[Items from a data source]
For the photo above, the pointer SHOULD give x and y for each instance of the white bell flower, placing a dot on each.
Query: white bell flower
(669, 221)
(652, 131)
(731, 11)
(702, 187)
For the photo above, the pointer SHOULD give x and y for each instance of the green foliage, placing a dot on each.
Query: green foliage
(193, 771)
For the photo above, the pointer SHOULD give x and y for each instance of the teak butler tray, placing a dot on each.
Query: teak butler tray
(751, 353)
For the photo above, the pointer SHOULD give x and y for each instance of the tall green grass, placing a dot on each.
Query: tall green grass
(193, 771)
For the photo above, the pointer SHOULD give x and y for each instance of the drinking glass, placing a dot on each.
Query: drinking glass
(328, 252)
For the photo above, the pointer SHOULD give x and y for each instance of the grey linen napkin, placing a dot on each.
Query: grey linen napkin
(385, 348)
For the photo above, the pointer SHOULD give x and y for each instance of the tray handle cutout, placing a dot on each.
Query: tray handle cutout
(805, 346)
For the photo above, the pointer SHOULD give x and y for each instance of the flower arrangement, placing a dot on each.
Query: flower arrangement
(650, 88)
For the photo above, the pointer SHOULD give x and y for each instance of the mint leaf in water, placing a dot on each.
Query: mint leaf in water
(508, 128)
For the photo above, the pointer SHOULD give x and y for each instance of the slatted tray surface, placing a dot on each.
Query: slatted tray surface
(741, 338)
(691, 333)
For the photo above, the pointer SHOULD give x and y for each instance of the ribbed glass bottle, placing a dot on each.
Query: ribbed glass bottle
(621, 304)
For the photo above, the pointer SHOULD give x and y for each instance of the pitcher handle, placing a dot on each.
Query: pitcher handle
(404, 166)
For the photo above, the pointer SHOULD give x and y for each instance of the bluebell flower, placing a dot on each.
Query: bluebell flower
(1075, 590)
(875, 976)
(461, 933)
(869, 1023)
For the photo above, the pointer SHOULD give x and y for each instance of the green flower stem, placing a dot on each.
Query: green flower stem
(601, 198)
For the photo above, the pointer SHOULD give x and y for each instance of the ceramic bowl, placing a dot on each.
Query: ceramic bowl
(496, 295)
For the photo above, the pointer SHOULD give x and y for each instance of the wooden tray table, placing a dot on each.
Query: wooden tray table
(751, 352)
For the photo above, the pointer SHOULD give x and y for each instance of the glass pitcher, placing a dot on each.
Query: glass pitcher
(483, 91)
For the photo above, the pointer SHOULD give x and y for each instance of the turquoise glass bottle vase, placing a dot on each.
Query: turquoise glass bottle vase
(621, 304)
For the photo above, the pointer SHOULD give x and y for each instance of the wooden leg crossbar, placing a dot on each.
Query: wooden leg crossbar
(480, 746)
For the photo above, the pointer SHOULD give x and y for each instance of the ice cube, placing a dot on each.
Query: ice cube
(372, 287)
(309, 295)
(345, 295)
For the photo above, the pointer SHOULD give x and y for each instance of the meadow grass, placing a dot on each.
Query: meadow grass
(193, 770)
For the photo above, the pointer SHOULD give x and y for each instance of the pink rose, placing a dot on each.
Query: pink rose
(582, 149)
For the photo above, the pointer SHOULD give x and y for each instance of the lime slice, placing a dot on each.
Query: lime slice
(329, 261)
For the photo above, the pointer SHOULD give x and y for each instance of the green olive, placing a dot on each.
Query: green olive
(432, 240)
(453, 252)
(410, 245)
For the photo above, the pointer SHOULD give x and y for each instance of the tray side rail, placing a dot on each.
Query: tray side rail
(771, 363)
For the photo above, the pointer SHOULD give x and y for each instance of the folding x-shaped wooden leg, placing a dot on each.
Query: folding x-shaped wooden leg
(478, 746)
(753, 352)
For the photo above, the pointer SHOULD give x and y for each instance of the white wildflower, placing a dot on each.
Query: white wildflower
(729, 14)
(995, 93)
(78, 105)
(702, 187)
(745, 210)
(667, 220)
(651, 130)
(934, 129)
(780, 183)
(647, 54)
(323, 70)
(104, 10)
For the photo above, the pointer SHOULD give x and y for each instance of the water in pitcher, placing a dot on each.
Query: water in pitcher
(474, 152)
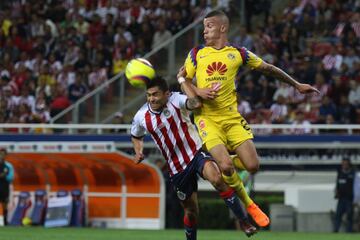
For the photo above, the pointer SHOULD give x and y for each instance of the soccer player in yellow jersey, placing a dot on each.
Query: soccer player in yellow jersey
(214, 66)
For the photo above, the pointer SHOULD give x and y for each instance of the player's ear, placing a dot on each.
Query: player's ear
(223, 28)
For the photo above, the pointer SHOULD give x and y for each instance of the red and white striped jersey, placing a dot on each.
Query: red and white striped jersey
(172, 131)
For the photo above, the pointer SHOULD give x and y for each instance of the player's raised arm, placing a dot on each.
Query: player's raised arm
(193, 100)
(138, 144)
(269, 69)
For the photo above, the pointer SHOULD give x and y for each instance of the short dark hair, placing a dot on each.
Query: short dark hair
(3, 150)
(215, 13)
(159, 82)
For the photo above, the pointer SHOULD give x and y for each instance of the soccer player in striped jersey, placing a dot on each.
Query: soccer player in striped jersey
(165, 117)
(214, 66)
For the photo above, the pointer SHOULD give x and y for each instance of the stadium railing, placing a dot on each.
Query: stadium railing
(350, 129)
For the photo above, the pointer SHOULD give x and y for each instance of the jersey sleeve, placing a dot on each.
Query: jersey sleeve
(191, 62)
(137, 129)
(179, 100)
(250, 59)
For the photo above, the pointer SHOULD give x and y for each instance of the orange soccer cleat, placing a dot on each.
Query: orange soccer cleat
(259, 216)
(248, 229)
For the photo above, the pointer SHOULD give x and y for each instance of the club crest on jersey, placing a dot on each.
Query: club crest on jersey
(216, 67)
(231, 56)
(166, 113)
(181, 195)
(201, 124)
(203, 133)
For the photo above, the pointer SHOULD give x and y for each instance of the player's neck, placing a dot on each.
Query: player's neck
(220, 44)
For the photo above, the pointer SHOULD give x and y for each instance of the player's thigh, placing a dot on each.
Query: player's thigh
(210, 132)
(191, 205)
(211, 172)
(237, 132)
(248, 155)
(222, 158)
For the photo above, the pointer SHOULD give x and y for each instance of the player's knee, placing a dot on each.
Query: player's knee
(252, 167)
(217, 181)
(191, 213)
(227, 168)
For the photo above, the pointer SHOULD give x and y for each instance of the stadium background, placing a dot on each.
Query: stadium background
(61, 62)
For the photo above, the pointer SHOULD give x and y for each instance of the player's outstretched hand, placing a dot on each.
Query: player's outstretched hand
(181, 73)
(139, 157)
(306, 88)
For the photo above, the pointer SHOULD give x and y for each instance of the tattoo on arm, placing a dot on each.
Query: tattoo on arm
(276, 72)
(193, 103)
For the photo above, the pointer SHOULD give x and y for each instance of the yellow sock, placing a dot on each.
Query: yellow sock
(234, 181)
(237, 162)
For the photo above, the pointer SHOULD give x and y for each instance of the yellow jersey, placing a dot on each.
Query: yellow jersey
(218, 68)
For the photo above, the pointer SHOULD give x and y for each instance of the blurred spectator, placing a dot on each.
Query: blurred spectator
(354, 94)
(346, 111)
(60, 102)
(77, 89)
(301, 122)
(345, 194)
(161, 34)
(244, 39)
(333, 60)
(327, 108)
(279, 110)
(119, 119)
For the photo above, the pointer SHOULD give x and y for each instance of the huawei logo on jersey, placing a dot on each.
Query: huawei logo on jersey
(216, 66)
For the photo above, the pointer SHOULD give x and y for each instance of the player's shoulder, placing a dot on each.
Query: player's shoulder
(236, 46)
(176, 96)
(196, 49)
(140, 114)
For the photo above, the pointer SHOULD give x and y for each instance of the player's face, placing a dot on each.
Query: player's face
(212, 30)
(157, 98)
(2, 156)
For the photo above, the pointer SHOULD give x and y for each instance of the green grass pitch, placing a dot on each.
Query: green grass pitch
(39, 233)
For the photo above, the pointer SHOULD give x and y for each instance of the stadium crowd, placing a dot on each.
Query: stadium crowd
(317, 42)
(53, 52)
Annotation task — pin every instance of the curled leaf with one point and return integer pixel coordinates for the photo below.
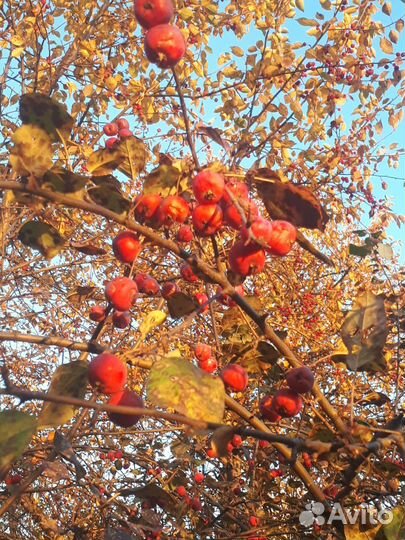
(42, 237)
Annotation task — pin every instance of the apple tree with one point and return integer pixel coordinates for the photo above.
(201, 315)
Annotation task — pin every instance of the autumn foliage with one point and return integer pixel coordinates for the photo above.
(201, 317)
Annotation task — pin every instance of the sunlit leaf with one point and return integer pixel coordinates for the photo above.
(32, 151)
(16, 430)
(41, 237)
(178, 384)
(68, 380)
(152, 320)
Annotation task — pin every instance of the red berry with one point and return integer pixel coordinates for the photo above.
(125, 398)
(107, 373)
(124, 133)
(127, 246)
(110, 129)
(208, 187)
(199, 478)
(122, 293)
(150, 13)
(202, 352)
(173, 208)
(187, 273)
(97, 313)
(207, 219)
(122, 123)
(111, 143)
(235, 377)
(267, 411)
(287, 403)
(146, 207)
(202, 299)
(185, 234)
(209, 366)
(164, 45)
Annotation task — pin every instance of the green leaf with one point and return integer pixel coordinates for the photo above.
(178, 384)
(395, 530)
(16, 430)
(135, 154)
(152, 320)
(364, 332)
(48, 114)
(164, 181)
(110, 198)
(68, 380)
(42, 237)
(360, 251)
(180, 304)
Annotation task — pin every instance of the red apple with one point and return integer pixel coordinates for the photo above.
(199, 478)
(122, 293)
(126, 398)
(110, 129)
(122, 123)
(165, 45)
(150, 13)
(235, 377)
(202, 352)
(146, 207)
(208, 187)
(181, 491)
(207, 219)
(124, 133)
(246, 259)
(173, 208)
(267, 411)
(97, 313)
(235, 190)
(111, 143)
(233, 216)
(121, 319)
(260, 231)
(287, 403)
(209, 366)
(202, 299)
(127, 246)
(107, 373)
(169, 289)
(187, 273)
(300, 379)
(185, 234)
(282, 239)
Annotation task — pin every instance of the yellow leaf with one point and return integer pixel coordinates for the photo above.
(237, 51)
(300, 4)
(152, 320)
(386, 46)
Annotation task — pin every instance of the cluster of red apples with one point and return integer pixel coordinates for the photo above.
(287, 402)
(164, 43)
(108, 374)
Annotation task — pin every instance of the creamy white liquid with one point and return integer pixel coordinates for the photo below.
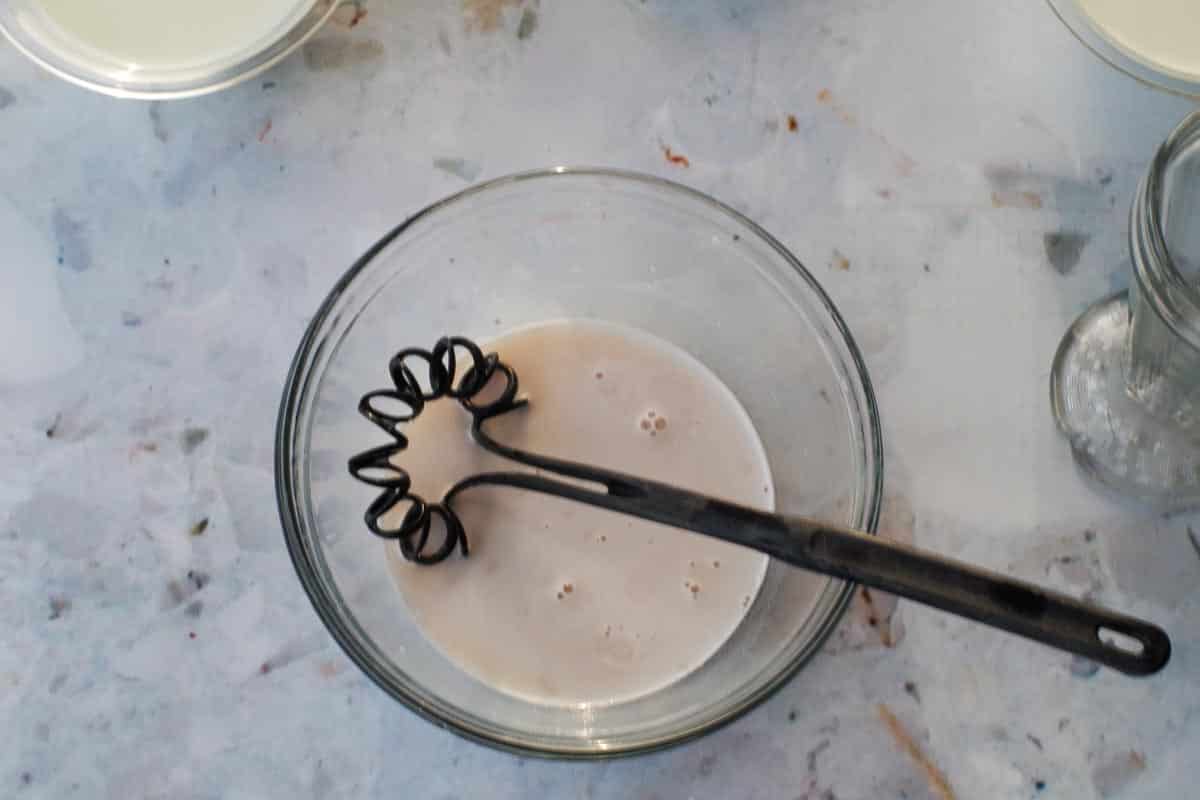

- DIRECTIONS -
Take the entries above and return only the lines from the one with "Query: player's knee" to the one with "hand, placing a dot on each.", both included, unchanged.

- OUTPUT OF THE TASK -
Query: player's knee
(252, 167)
(217, 181)
(191, 213)
(227, 168)
For the photo above, the pointer SHOULD give x and y for each instance of the stadium background, placing a dot on each.
Query: stadium background
(61, 62)
For the photo above, the pointer SHOULD give x and y for each instance of the player's outstretched hand, placing a dot on each.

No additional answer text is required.